* **Exercise task**:
Rescale everything from the line containing "Could you spot the man in navy" down through the end of the data, and write out only those lines again with the requests included. Multiply each coordinate in the answers by 1.4 and round it to a whole number, rounding halves up.

* **Supplied data**:

»»

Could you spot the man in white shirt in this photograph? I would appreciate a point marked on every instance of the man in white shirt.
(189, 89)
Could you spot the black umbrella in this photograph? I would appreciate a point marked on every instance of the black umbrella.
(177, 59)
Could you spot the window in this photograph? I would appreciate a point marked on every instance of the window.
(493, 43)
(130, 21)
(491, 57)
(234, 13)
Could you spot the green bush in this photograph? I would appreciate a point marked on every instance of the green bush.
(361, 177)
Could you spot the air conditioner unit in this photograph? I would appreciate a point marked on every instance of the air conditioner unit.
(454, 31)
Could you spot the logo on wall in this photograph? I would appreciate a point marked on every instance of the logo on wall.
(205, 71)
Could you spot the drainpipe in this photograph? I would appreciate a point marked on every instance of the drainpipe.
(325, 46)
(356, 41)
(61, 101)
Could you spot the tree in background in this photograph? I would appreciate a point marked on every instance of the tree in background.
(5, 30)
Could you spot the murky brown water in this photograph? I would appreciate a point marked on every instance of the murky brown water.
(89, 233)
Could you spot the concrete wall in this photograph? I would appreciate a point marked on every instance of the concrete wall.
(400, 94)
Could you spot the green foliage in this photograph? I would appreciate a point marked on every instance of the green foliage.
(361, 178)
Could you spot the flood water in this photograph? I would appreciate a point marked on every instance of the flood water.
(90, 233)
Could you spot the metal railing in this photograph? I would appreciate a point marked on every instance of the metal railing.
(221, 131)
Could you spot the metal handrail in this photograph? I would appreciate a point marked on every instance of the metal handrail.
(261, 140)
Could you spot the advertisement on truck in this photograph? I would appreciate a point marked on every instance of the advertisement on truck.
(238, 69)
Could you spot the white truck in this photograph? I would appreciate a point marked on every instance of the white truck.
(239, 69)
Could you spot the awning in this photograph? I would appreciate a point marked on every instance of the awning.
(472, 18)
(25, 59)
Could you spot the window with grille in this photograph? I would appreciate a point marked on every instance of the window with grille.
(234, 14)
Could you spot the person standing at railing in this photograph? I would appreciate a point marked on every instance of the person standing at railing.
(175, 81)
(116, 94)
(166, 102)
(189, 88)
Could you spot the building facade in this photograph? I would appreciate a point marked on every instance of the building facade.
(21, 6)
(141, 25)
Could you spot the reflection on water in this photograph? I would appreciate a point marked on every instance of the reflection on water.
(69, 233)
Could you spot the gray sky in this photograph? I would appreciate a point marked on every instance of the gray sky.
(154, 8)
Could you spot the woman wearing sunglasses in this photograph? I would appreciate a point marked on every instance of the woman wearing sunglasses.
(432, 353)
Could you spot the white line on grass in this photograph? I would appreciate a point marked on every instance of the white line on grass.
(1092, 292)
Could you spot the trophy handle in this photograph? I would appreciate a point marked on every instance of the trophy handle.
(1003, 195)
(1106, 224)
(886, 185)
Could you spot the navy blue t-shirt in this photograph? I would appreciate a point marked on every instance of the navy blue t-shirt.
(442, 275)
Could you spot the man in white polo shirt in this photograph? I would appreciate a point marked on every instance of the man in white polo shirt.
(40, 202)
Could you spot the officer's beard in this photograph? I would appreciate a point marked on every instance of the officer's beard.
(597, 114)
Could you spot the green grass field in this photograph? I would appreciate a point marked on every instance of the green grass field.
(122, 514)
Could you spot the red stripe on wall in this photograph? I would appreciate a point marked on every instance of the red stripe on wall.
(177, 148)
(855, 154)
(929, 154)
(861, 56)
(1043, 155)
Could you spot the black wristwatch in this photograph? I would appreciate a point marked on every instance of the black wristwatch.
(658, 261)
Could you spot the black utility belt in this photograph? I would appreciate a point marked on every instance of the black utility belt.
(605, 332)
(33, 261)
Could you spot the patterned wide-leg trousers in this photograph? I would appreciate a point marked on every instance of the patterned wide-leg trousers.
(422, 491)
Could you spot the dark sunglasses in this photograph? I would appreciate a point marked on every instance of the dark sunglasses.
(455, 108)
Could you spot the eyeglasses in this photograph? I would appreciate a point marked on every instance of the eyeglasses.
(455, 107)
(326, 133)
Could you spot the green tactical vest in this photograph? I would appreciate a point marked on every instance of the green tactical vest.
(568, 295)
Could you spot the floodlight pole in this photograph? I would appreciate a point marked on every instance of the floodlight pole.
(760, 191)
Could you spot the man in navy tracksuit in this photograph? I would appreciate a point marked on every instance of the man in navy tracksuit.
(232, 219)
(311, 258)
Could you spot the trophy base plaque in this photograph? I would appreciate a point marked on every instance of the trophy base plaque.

««

* **Finished exercise**:
Could you spot the man in navy tracksuit in this photograph? I would appreciate a point marked on every instance of the man in navy tracksuit.
(325, 307)
(435, 361)
Could you spot the trophy base plaque in this photograph? I would appreciate a point marked on every instance of the trophy base plaque.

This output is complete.